### AUFGABE
Nenne sämtliche Kurzformen, die im Textauszug unten zur Lage im Kongo in Klammern stehen.

Die Gesandte der Vereinten Nationen in der Demokratischen Republik Kongo (DRK, DR Kongo) hat den Sicherheitsrat (UN-SC) am Mittwoch gewarnt, dass sich die Sicherheitslage im Osten des Landes in den letzten Monaten erheblich verschlechtert habe und die humanitäre Situation "zunehmend dramatisch" sei. Im Anschluss an die Unterrichtung verabschiedete der UN-SC eine präsidiale Erklärung, in der die Zunahme der Angriffe der Rebellengruppe "Mouvement du 23 mars" (M23) in der Provinz Nord-Kivu, die die Sicherheit und Stabilität in der Region verschlechtern und die extreme humanitäre Lage verschlimmern, scharf verurteilt wird.

[Datensätze beschrifteter Punkte]

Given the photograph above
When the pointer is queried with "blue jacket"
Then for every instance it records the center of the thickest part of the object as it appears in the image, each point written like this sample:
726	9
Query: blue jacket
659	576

### ERGEBNIS
DRK, DR Kongo, UN-SC, M23